* **Task directions**
The lines to reproduce run from the first one below to the line containing "M48 190L39 269L86 293L132 191Z", both included. Reproduce them exactly and nothing else.

* **Extracted records**
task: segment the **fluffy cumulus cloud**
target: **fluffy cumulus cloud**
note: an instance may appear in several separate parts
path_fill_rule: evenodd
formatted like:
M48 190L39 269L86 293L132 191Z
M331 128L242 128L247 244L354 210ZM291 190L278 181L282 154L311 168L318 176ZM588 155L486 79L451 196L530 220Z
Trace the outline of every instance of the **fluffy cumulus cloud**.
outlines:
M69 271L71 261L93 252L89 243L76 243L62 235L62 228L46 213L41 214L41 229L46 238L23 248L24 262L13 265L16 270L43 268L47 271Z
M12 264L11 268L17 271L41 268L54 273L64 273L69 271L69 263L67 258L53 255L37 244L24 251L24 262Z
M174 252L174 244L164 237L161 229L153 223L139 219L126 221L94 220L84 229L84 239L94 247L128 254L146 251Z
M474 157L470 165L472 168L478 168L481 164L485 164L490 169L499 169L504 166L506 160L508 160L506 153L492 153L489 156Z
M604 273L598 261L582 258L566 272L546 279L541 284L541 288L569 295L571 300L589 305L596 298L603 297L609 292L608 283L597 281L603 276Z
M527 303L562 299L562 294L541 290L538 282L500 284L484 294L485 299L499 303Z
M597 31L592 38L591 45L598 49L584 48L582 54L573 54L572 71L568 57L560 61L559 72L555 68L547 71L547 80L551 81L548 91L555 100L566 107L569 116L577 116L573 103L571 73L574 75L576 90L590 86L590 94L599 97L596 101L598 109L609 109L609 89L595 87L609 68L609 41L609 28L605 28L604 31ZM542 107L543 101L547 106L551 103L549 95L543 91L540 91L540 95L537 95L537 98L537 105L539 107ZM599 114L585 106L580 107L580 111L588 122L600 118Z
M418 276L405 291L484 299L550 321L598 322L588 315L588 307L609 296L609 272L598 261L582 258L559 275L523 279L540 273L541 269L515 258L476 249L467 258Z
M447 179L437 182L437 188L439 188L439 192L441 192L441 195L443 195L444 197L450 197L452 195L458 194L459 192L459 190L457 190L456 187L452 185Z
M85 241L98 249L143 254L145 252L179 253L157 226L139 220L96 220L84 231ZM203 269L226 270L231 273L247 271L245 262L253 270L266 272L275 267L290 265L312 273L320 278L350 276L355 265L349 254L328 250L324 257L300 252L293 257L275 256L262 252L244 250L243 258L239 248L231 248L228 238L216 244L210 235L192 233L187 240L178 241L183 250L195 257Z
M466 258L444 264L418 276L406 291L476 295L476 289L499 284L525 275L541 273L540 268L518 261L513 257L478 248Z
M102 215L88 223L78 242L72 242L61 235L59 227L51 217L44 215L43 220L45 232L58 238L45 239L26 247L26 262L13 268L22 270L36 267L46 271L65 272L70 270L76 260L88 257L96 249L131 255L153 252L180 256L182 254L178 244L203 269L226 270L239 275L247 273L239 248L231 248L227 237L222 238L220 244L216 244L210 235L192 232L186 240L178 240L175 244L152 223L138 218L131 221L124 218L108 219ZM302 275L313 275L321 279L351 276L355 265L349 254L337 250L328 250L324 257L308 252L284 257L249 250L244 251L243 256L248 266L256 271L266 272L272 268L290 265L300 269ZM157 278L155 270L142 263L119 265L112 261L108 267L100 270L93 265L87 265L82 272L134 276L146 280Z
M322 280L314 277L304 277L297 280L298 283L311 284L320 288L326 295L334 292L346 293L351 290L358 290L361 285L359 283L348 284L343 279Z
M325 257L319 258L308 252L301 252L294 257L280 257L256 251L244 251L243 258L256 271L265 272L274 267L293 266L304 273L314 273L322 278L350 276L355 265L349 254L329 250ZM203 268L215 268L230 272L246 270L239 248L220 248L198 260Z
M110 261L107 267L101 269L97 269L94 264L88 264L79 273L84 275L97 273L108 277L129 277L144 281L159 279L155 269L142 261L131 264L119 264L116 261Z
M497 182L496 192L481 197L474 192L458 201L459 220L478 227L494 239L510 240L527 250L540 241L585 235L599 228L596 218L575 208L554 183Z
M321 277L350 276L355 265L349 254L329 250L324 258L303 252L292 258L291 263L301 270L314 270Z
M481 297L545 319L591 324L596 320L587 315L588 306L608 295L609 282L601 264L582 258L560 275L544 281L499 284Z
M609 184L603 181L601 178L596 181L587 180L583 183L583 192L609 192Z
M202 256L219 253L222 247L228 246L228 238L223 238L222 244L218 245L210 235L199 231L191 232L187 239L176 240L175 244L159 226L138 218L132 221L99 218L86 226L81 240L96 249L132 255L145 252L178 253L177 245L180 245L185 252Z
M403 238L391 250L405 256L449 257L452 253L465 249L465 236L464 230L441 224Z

* **Solution for this task**
task: segment the **fluffy cumulus cloud**
target: **fluffy cumulus cloud**
note: an instance may appear in several separate parts
path_fill_rule: evenodd
formatted like:
M48 190L39 269L86 293L132 191Z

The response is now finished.